WHAT THIS TASK INVOLVES: Each line from the one that contains "the weathered stone surface" to the end of the material must be quoted exactly; include both end lines and nothing else.

--- START OF RECORD SET ---

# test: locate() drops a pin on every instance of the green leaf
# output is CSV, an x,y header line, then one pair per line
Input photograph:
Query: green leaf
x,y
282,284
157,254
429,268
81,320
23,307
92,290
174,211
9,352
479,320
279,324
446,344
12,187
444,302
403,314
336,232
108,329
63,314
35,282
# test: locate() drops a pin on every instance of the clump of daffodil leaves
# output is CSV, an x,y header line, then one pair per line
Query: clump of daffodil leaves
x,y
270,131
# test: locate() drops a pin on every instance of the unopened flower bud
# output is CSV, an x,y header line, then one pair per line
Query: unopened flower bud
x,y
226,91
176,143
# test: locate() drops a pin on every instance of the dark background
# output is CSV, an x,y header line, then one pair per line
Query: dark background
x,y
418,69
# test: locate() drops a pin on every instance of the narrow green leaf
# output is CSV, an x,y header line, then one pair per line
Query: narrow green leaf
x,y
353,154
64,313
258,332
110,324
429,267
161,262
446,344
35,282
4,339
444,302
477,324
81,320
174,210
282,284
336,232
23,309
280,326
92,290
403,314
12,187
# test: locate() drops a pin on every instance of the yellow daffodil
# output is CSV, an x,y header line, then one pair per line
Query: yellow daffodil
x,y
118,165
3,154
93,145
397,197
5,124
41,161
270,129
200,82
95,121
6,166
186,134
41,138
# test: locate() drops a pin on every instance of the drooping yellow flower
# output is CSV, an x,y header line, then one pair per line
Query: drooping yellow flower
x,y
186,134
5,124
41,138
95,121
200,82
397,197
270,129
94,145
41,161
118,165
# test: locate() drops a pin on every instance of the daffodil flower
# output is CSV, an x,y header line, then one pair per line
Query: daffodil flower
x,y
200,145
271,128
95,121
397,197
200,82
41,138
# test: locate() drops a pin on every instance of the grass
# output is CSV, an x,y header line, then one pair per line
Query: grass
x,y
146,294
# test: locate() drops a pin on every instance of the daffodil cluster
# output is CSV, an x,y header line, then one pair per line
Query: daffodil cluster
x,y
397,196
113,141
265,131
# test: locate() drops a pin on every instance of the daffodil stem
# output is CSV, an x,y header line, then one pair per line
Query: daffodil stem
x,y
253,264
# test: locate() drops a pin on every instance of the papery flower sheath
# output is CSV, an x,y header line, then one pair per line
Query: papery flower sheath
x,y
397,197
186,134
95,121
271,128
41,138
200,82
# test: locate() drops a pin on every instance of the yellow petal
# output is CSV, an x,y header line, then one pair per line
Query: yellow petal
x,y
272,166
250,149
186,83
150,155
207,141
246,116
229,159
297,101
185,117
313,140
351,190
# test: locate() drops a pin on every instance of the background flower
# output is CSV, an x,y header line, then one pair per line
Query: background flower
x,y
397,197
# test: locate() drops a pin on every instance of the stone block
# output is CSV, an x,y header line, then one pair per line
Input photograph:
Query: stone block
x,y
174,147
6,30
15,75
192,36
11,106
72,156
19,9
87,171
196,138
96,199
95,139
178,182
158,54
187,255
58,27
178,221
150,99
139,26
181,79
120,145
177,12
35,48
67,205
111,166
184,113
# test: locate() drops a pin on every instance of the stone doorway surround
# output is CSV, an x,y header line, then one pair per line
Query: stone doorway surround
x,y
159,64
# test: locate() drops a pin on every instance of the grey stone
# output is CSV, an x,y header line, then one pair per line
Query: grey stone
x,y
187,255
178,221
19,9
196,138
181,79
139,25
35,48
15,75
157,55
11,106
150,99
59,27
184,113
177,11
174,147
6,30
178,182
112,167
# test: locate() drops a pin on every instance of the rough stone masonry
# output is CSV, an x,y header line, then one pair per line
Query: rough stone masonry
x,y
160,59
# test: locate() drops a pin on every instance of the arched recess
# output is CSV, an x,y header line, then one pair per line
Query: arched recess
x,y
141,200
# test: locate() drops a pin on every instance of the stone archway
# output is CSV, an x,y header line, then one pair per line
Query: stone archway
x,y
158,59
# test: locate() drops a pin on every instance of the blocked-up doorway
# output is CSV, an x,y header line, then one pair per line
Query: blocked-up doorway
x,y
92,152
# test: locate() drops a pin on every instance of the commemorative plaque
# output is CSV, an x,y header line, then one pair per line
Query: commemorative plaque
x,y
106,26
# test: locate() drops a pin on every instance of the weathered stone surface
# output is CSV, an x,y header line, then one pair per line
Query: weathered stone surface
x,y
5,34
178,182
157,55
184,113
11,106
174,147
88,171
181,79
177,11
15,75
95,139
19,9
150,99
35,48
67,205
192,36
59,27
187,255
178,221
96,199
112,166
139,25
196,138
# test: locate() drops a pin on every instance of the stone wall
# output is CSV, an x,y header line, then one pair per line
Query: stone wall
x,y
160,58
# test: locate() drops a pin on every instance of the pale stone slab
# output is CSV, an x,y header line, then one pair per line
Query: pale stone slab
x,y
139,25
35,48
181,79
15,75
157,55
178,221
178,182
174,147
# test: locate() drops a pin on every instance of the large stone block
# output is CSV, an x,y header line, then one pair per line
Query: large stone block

--- END OF RECORD SET ---

EXERCISE ANSWER:
# test: locate() drops a pin on every instance of the weathered stone surface
# output is CSV, an x,y header line, then one pair per line
Query: weathered stone surface
x,y
5,34
178,182
157,55
184,113
11,106
174,147
88,171
181,79
177,11
15,75
95,139
19,9
150,99
35,48
67,205
192,36
59,27
187,255
178,221
96,199
112,166
139,25
196,138
# test: locate() drops a pin on every instance of the stone wall
# output is CSV, an x,y header line, then one pair per line
Query: stone wall
x,y
160,58
# test: locate() drops a pin on every instance of the pale stone slab
# output is CSV, an x,y header line, then one pair per line
Query: pale stone slab
x,y
139,25
35,48
181,79
15,75
157,55
178,221
178,182
174,147
# test: locate() drops a pin on every instance of the large stone block
# output is CSV, an x,y header line, then one pair per line
Query: large stone block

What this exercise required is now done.